* YOUR GOAL:
From the first line onward, reproduce the records exactly; the final line to include is the one holding "target: blurred person in background".

* EXCERPTED RECORDS:
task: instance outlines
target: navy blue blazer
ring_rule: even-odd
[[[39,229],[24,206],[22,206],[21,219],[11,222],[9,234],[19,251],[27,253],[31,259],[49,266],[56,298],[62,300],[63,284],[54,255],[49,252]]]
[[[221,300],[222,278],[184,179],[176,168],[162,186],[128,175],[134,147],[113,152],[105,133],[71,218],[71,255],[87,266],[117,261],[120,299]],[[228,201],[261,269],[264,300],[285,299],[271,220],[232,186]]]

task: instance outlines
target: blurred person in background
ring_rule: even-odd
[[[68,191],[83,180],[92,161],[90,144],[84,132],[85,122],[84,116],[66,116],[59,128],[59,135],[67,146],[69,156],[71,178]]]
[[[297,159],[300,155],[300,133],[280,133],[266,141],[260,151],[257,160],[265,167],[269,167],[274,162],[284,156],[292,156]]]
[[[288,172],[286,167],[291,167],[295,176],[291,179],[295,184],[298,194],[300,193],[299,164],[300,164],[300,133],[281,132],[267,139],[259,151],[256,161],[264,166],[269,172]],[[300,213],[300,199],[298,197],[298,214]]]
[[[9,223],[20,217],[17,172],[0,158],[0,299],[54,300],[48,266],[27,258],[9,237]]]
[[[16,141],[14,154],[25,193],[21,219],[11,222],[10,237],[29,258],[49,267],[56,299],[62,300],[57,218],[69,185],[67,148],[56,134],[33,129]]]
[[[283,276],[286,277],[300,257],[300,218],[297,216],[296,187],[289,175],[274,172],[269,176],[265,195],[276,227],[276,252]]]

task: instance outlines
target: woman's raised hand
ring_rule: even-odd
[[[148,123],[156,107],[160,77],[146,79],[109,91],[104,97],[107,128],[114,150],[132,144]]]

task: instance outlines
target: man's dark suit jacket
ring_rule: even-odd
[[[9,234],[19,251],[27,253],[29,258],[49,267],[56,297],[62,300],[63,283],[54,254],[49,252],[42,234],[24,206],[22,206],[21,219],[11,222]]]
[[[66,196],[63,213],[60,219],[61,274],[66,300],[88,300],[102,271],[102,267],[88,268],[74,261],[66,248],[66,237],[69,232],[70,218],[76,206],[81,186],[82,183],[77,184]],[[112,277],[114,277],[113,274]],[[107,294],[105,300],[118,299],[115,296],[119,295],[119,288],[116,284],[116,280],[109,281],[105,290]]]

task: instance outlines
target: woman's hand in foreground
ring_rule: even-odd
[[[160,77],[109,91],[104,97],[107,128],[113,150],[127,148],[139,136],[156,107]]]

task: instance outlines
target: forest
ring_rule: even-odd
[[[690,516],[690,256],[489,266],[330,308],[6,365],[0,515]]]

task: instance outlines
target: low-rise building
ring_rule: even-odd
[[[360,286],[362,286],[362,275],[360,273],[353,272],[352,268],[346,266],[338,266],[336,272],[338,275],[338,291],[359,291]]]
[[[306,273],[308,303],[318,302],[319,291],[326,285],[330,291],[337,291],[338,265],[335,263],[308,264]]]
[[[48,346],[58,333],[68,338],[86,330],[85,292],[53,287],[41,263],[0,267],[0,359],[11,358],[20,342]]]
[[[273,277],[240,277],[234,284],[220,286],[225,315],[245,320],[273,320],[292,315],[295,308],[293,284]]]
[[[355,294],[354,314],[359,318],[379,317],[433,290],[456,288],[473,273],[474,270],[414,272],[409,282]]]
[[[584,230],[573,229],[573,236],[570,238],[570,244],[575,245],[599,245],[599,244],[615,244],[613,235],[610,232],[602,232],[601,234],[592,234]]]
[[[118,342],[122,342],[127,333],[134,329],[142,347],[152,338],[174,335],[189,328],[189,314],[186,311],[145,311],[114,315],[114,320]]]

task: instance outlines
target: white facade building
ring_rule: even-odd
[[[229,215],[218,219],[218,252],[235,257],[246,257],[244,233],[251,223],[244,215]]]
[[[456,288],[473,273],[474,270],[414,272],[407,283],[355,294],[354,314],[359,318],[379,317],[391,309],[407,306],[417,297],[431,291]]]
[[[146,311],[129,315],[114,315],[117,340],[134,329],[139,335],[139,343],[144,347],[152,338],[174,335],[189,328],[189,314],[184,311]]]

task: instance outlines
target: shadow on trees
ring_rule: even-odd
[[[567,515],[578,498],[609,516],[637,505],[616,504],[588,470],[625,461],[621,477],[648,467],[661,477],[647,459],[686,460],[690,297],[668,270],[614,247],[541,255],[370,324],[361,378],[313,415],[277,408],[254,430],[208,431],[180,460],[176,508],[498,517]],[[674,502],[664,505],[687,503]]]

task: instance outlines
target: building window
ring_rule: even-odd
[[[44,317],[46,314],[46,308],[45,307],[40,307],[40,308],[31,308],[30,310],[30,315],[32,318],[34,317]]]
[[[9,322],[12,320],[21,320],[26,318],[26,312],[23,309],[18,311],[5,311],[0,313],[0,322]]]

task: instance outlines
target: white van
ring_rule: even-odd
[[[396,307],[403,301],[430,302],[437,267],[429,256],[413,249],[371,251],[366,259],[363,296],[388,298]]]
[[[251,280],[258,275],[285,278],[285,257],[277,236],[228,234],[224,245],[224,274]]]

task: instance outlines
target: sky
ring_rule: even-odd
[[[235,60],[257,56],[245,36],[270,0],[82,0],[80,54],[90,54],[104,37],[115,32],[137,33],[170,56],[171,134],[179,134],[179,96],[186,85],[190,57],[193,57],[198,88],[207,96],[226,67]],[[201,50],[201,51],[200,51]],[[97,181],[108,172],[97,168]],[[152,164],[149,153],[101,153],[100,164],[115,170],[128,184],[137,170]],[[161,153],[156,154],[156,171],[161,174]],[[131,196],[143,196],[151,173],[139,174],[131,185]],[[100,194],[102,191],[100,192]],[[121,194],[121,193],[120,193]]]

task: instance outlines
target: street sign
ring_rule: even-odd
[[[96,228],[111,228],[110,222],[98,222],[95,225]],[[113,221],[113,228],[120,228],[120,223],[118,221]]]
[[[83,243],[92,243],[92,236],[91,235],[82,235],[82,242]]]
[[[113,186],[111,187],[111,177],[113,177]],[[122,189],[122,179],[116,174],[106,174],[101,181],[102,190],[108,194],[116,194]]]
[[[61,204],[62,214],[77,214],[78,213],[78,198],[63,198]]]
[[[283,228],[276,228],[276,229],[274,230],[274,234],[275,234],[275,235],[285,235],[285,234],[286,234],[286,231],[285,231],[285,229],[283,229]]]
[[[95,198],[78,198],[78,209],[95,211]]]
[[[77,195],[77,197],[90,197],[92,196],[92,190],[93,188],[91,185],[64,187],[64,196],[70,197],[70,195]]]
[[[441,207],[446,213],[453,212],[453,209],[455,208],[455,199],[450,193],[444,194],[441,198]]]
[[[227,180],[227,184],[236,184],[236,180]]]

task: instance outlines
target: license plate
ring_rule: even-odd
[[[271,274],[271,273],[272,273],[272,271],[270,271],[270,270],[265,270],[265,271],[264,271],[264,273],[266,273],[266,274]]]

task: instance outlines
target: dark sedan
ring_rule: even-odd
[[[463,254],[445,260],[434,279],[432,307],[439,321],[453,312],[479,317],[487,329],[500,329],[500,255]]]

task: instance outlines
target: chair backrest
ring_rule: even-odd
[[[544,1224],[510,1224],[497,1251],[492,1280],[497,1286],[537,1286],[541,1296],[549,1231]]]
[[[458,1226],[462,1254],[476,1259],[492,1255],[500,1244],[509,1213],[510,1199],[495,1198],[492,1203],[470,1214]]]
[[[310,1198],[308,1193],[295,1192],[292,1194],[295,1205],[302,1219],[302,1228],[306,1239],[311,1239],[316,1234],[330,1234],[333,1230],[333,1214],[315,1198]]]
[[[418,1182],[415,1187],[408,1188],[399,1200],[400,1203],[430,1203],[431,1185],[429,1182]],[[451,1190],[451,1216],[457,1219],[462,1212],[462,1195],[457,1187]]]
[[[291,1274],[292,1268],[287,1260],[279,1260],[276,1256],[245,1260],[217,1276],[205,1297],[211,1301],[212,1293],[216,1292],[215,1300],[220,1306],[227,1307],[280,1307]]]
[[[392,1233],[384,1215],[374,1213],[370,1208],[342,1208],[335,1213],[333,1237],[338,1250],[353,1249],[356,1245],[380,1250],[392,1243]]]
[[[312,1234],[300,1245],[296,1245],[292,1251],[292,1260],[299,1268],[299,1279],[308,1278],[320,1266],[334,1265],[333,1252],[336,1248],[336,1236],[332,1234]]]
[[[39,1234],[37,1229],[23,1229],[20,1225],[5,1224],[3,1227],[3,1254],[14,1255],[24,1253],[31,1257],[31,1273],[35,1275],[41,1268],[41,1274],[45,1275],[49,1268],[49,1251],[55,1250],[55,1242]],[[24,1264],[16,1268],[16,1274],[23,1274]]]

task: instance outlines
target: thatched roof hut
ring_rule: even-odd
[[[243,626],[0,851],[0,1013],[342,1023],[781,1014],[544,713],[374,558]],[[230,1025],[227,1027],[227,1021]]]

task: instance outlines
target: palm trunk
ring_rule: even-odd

* OUTPUT OF THE TASK:
task: instance outlines
target: navy blue blazer
ring_rule: even-odd
[[[39,229],[24,206],[22,206],[21,219],[11,222],[9,234],[19,251],[27,253],[31,259],[49,266],[56,298],[62,300],[63,284],[54,255],[49,252]]]
[[[221,300],[222,278],[184,179],[176,168],[162,186],[128,175],[134,147],[113,152],[105,133],[71,218],[71,255],[87,266],[117,261],[120,299]],[[228,201],[261,269],[264,300],[285,299],[271,220],[232,186]]]

task: instance outlines
target: blurred person in background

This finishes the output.